*Exercise prompt*: Please update the data starting at the line containing "of the chimney" and ending at the line containing "column 4, row 4" by replacing "population tally" with "census" and leaving everything else unchanged. Return only those lines.

# start of Supplied data

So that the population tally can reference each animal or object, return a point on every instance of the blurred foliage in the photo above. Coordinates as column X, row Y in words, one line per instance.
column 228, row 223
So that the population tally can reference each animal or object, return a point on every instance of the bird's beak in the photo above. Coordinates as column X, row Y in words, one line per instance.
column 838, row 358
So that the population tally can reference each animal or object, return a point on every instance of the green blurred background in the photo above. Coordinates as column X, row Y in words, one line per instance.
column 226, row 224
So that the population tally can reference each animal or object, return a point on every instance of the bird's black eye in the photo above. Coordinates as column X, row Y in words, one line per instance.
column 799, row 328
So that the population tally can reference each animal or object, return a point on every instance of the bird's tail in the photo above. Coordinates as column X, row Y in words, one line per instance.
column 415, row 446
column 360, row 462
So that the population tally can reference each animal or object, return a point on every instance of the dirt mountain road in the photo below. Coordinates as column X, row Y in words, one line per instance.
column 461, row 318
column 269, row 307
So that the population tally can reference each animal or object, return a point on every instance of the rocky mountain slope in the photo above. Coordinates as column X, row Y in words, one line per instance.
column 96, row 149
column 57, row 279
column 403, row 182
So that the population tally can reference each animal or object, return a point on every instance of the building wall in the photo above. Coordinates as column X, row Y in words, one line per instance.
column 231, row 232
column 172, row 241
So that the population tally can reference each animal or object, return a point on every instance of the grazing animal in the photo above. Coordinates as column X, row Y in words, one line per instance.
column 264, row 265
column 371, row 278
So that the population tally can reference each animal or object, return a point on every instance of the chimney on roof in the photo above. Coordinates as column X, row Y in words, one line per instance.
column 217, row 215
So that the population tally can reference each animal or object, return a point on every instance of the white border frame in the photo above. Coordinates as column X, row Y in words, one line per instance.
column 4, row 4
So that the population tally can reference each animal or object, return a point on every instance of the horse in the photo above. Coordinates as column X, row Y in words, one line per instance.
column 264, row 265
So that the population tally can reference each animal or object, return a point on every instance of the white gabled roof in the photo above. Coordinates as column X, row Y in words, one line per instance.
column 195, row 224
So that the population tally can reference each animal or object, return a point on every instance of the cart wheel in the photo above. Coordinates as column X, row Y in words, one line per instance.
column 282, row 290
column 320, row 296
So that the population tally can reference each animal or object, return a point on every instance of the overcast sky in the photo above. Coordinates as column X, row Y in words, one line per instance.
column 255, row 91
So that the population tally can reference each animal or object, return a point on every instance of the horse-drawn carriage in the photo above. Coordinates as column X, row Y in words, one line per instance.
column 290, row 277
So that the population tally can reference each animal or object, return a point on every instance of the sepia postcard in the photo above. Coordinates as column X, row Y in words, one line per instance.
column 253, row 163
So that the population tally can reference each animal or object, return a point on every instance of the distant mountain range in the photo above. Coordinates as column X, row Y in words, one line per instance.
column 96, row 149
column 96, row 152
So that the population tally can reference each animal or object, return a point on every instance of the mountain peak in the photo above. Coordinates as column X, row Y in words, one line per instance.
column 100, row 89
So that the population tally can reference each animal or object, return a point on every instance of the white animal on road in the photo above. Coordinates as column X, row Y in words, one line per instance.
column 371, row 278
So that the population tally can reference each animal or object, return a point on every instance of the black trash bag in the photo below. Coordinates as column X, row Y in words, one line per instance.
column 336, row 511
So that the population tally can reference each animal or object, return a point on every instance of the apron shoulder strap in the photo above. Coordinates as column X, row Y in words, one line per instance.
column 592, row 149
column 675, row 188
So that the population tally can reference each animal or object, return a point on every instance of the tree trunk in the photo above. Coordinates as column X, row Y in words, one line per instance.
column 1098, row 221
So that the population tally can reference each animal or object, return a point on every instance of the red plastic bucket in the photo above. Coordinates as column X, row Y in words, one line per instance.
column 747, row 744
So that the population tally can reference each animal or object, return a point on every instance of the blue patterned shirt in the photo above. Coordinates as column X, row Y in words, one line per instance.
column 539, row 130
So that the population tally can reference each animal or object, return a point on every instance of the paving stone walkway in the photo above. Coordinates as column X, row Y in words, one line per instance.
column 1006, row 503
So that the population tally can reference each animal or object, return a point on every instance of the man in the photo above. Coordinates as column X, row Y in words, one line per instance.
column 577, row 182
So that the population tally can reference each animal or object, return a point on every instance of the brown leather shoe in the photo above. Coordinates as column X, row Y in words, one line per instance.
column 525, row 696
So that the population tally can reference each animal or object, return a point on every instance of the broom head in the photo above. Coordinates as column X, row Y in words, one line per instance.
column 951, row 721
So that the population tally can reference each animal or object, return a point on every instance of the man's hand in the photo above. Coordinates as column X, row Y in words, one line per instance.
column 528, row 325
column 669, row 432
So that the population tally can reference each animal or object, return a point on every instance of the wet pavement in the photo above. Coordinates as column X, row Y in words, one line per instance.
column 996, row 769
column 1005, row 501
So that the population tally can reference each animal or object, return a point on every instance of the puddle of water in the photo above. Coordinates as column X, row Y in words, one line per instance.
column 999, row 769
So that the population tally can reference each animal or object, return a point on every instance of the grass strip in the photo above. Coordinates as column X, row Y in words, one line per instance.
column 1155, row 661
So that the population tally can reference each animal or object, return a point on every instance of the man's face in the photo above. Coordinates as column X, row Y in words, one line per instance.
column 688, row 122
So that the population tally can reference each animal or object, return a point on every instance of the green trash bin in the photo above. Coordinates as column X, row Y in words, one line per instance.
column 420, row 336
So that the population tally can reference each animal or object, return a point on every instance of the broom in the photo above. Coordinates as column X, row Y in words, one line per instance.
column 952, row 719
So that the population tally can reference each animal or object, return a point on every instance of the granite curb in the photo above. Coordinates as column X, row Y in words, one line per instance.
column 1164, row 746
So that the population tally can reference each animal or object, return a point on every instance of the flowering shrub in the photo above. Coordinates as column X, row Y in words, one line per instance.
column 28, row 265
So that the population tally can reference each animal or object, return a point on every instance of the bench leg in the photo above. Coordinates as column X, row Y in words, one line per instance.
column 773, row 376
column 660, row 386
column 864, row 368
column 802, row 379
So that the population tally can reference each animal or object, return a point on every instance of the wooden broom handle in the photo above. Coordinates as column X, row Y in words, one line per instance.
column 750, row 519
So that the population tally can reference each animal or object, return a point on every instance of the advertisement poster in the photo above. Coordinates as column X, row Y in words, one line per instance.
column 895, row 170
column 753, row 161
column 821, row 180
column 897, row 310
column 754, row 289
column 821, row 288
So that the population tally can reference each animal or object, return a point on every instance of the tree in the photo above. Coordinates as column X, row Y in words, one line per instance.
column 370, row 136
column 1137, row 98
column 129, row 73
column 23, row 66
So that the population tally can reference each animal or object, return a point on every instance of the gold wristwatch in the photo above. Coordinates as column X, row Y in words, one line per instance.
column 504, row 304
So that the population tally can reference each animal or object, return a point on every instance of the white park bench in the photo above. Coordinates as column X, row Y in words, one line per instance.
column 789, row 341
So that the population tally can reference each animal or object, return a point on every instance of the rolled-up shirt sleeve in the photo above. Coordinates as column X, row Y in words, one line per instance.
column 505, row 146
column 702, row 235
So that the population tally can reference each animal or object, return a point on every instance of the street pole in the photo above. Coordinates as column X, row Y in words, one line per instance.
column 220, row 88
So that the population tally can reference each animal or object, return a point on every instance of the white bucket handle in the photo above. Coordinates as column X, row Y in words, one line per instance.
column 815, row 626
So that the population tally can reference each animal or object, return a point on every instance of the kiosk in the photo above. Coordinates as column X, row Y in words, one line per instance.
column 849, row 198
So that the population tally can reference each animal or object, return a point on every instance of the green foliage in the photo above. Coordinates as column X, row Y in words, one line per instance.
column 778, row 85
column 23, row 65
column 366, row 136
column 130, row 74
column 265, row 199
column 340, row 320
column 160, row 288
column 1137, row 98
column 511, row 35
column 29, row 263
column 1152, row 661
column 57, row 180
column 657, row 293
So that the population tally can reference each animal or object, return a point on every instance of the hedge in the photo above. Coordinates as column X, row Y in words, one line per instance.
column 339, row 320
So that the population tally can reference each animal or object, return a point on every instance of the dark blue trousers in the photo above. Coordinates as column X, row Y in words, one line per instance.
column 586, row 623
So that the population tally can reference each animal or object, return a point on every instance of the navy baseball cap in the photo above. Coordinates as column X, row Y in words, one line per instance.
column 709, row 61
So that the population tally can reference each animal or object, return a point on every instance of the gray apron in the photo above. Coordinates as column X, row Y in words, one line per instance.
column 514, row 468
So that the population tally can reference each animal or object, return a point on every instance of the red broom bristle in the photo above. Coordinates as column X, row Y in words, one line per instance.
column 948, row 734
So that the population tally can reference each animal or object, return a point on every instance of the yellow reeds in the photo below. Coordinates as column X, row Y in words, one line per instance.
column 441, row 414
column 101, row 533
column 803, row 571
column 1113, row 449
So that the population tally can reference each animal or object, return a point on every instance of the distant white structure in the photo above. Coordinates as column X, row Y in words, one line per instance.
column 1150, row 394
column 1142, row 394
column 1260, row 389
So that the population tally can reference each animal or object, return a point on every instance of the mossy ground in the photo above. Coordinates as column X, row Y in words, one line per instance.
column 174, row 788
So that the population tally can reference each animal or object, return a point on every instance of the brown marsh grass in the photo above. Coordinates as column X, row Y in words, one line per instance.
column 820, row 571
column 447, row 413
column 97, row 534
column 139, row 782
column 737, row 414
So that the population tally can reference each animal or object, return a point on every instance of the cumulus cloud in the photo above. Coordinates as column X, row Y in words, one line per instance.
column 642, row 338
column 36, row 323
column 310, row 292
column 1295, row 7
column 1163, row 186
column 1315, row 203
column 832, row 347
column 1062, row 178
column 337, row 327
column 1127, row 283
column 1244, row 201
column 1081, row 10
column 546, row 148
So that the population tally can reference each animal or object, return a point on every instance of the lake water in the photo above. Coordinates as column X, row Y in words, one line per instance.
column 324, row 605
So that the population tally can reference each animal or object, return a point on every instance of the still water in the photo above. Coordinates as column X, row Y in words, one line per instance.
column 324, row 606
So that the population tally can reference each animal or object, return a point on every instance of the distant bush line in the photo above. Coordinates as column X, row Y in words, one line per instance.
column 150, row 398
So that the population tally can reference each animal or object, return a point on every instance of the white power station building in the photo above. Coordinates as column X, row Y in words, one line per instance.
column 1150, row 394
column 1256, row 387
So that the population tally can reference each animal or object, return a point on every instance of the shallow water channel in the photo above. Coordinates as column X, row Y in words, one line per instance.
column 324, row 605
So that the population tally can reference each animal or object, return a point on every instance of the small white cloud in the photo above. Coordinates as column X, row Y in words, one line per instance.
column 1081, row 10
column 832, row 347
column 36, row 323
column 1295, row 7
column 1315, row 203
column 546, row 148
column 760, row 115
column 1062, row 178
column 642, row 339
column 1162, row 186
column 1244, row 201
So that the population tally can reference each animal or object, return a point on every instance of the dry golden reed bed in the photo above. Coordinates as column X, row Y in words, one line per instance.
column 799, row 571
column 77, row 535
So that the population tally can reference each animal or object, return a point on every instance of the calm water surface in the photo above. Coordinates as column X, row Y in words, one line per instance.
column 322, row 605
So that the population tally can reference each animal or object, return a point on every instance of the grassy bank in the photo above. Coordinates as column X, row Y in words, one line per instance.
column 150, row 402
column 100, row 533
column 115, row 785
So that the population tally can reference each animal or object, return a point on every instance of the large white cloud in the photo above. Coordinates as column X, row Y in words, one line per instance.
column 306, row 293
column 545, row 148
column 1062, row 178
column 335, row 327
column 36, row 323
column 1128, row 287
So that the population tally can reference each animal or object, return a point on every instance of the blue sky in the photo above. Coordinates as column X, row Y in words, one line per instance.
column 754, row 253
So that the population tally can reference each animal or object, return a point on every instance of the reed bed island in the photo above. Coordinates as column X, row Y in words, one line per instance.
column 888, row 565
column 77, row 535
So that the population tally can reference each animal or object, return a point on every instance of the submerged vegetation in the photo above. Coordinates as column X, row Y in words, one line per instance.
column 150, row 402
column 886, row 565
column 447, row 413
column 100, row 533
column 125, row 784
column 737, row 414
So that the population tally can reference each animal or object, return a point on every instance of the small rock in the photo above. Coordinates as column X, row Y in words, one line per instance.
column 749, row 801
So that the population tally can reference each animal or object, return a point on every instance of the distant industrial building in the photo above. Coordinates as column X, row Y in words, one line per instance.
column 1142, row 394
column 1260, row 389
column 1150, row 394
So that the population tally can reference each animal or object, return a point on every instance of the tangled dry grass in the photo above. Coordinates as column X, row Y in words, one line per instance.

# end of Supplied data

*Solution*:
So that the census can reference each animal or object, return a point on every instance of the chimney on roof in the photo above. Coordinates as column X, row Y in words, one line per instance.
column 217, row 215
So that the census can reference each animal or object, return a point on every instance of the white border frame in the photo above. Coordinates as column X, row Y in words, one line per instance.
column 4, row 4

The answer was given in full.